<11>Vous êtes un excellent commissionnaire, mon cher Algarotti; j'admire votre exactitude et vos soins infatigables. Je n'ai pas reçu la moindre chose de Pine. La Henriade est copiée et prête à être envoyée. Il ne dépend plus que de l'imprimeur de mettre la main à l'œuvre.
Mandez-moi, je vous prie, si c'est en français ou en italien que vous composez votre Essai sur la guerre civile. Le sujet que vous avez choisi est, sans contredit, le plus intéressant de toutes les histoires de l'univers. L'esprit se plaît en les lisant; les faits remplissent bien l'imagination. Cette histoire est, en comparaison de celle de nos temps, ce qu'est l'épopée à l'égard de l'idylle. Tout y tend au grand et au sublime.
Envoyez-moi, je vous prie, votre traduction de Pétrone; je suis persuadé qu'elle surpasse autant Pétrone que l'Art d'aimer de Bernard est préférable à celui d'Ovide.
Nous regardons ici d'un œil stoïque les débats du parlement d'Angleterre, les troubles de Pologne, la conquête des Russiens, les pertes de l'Empereur, les guerres des Français, et les projets ambitieux des Espagnols. Il me semble que nous jouons le rôle des astronomes, qui président les révolutions des planètes, mais qui ne les règlent pas. Notre emploi sera peut-être de faire des calendriers politiques à l'usage des cafés de l'Europe.

# Données enregistrées
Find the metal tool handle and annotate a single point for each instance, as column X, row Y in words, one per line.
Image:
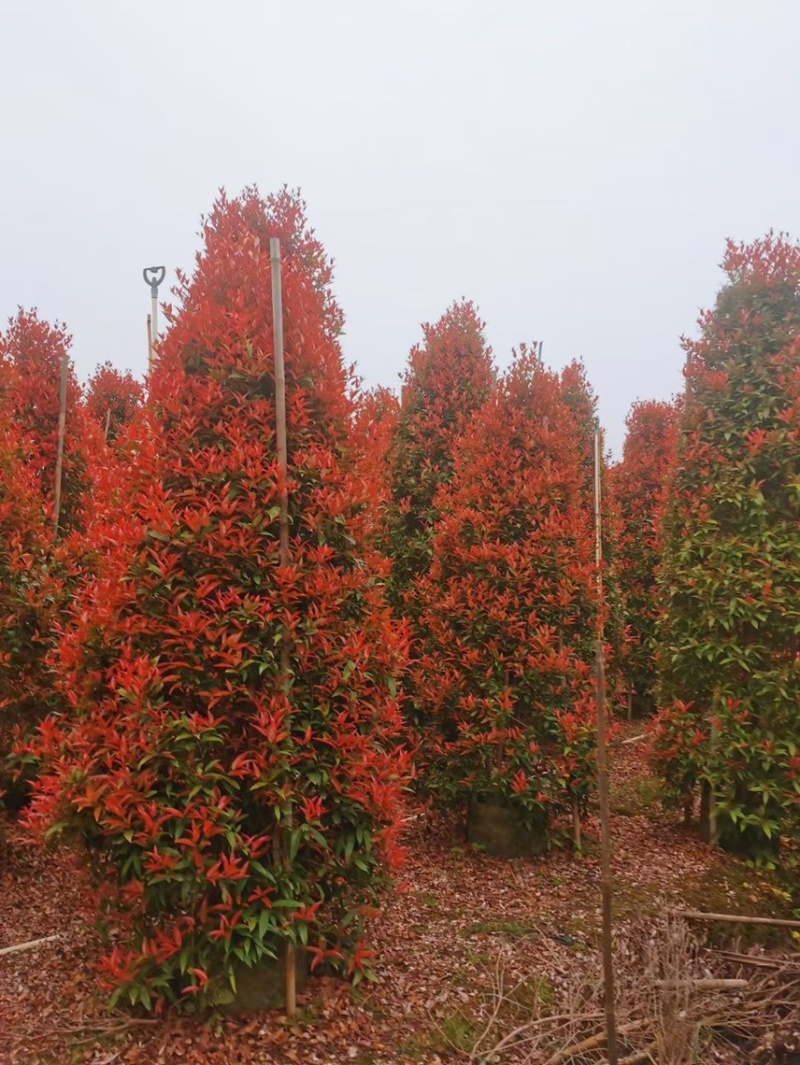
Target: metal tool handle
column 153, row 276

# À faire
Restituez à l'identique le passage de l'extrait commençant par « Mandez-moi, je vous » et se poursuivant jusqu'à « et au sublime. ».

# Réponse
Mandez-moi, je vous prie, si c'est en français ou en italien que vous composez votre Essai sur la guerre civile. Le sujet que vous avez choisi est, sans contredit, le plus intéressant de toutes les histoires de l'univers. L'esprit se plaît en les lisant; les faits remplissent bien l'imagination. Cette histoire est, en comparaison de celle de nos temps, ce qu'est l'épopée à l'égard de l'idylle. Tout y tend au grand et au sublime.